Keajaiban Penciptaan; Tafsir Surat an-Naba Ayat 6-16


Sigit Suhandoyo Kelompok ayat ini, ayat 6 sampai ayat 16, memaparkan keajaiban fenomena penciptaan. Allah ta’ala menginspirasi orang-orang beriman, dengan cara mengungkapkan bukti-bukti nyata penciptaan, agar mereka mempelajarinya dan meneguhkan keyakinan mereka.

Orang-orang yang mengingkari hari kebangkitan menolak keniscayaannya, dengan berbagai dalih. Bagaimana mungkin manusia yang telah menjadi tulang-belulang, kembali menjadi utuh? Bagaimana mungkin jasad yang telah bercampur dan menjadi tanah kembali seperti semula?

Bukankah Jika Allah ta’ala mampu menciptakan segala sesuatu dari ketiadaan? Maka alangkah mudahnya bagi Allah untuk menghidupkan kembali segala sesuatu yang telah diciptakan-Nya. Dengan pendekatan empiris, manusia dapat meneliti kebenaran hari berbangkit melalui alam wujud yang Allah ciptakan.

> **Tugas dan Latihan**:
1) Format catatan di bawah, dari awal catatan sampai dengan baris yang memuat "column 523, row 208", menjadi CSV dua kolom bernama teks dan jawaban, dengan satu baris untuk setiap catatan. Tempatkan masing-masing nilai dalam satu kolom bertanda kutip dan ganti setiap pergantian baris dengan spasi.
2) Lanjutkan tafsir Surat an-Naba ayat 6–16 dari kalimat terakhir yang tercantum.
Tafsir di atas dan catatan di bawah tidak berasal dari sumber yang sama.

> **Catatan yang Tersedia**:
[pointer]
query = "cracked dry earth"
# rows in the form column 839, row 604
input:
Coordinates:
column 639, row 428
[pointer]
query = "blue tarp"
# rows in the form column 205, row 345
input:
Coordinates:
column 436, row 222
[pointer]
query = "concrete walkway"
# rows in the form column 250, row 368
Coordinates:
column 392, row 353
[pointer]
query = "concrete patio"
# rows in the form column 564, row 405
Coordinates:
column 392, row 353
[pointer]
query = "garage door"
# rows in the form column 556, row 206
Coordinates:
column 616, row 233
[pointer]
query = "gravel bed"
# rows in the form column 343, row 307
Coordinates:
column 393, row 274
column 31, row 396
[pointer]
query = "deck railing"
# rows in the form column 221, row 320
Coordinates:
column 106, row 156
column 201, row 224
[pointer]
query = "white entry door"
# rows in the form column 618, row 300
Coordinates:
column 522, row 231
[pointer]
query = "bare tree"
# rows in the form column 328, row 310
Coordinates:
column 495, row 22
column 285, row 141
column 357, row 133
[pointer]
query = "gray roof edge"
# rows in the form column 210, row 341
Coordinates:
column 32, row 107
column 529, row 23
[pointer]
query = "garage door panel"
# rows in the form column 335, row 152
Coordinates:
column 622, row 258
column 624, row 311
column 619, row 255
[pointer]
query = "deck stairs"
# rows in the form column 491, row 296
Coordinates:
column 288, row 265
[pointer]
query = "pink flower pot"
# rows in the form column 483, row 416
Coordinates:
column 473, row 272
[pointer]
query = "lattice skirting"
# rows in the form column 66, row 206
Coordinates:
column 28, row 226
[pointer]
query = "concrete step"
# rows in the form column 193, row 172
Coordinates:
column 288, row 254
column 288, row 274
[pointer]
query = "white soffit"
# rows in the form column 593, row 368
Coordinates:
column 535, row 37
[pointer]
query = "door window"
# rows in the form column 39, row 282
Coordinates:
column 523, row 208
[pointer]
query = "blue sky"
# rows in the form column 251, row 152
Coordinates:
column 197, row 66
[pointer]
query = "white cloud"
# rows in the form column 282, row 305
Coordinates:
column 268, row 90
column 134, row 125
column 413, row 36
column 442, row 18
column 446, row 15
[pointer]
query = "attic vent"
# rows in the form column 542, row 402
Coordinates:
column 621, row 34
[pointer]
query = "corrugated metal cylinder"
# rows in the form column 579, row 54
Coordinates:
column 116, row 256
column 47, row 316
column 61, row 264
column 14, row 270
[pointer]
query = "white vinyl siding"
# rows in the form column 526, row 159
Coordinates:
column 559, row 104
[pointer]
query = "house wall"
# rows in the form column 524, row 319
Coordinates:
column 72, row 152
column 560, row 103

> **Hasil per Tugas**:
1)
teks,jawaban
"[pointer] query = ""cracked dry earth"" # rows in the form column 839, row 604 input: Coordinates:","column 639, row 428"
"[pointer] query = ""blue tarp"" # rows in the form column 205, row 345 input: Coordinates:","column 436, row 222"
"[pointer] query = ""concrete walkway"" # rows in the form column 250, row 368 Coordinates:","column 392, row 353"
"[pointer] query = ""concrete patio"" # rows in the form column 564, row 405 Coordinates:","column 392, row 353"
"[pointer] query = ""garage door"" # rows in the form column 556, row 206 Coordinates:","column 616, row 233"
"[pointer] query = ""gravel bed"" # rows in the form column 343, row 307 Coordinates:","column 393, row 274 column 31, row 396"
"[pointer] query = ""deck railing"" # rows in the form column 221, row 320 Coordinates:","column 106, row 156 column 201, row 224"
"[pointer] query = ""white entry door"" # rows in the form column 618, row 300 Coordinates:","column 522, row 231"
"[pointer] query = ""bare tree"" # rows in the form column 328, row 310 Coordinates:","column 495, row 22 column 285, row 141 column 357, row 133"
"[pointer] query = ""gray roof edge"" # rows in the form column 210, row 341 Coordinates:","column 32, row 107 column 529, row 23"
"[pointer] query = ""garage door panel"" # rows in the form column 335, row 152 Coordinates:","column 622, row 258 column 624, row 311 column 619, row 255"
"[pointer] query = ""deck stairs"" # rows in the form column 491, row 296 Coordinates:","column 288, row 265"
"[pointer] query = ""pink flower pot"" # rows in the form column 483, row 416 Coordinates:","column 473, row 272"
"[pointer] query = ""lattice skirting"" # rows in the form column 66, row 206 Coordinates:","column 28, row 226"
"[pointer] query = ""concrete step"" # rows in the form column 193, row 172 Coordinates:","column 288, row 254 column 288, row 274"
"[pointer] query = ""white soffit"" # rows in the form column 593, row 368 Coordinates:","column 535, row 37"
"[pointer] query = ""door window"" # rows in the form column 39, row 282 Coordinates:","column 523, row 208"

2)
أَلَمْ نَجْعَلِ الْأَرْضَ مِهَادًا (6) وَالْجِبَالَ أَوْتَادًا (7) وَخَلَقْنَاكُمْ أَزْوَاجًا (8) وَجَعَلْنَا نَوْمَكُمْ سُبَاتًا (9) وَجَعَلْنَا اللَّيْلَ لِبَاسًا (10) وَجَعَلْنَا النَّهَارَ مَعَاشًا (11) وَبَنَيْنَا فَوْقَكُمْ سَبْعًا شِدَادًا (12) وَجَعَلْنَا سِرَاجًا وَهَّاجًا (13) وَأَنْزَلْنَا مِنَ الْمُعْصِرَاتِ مَاءً ثَجَّاجًا (14) لِنُخْرِجَ بِهِ حَبًّا وَنَبَاتًا (15) وَجَنَّاتٍ أَلْفَافًا (16)

(6)Bukankah Kami telah menjadikan bumi itu sebagai hamparan? (7)dan gunung-gunung sebagai pasak?, (8)dan Kami jadikan kamu berpasang-pasangan,. (9)dan Kami jadikan tidurmu untuk istirahat, (10)dan Kami jadikan malam sebagai pakaian, (11)dan Kami jadikan siang untuk mencari penghidupan, (12)dan Kami bangun di atas kamu tujuh buah (langit) yang kokoh, (13)dan Kami jadikan pelita yang amat terang (matahari), (14)dan Kami turunkan dari awan air yang banyak tercurah, (15)supaya Kami tumbuhkan dengan air itu biji-bijian dan tumbuh-tumbuhan, (16)dan kebun-kebun yang lebat?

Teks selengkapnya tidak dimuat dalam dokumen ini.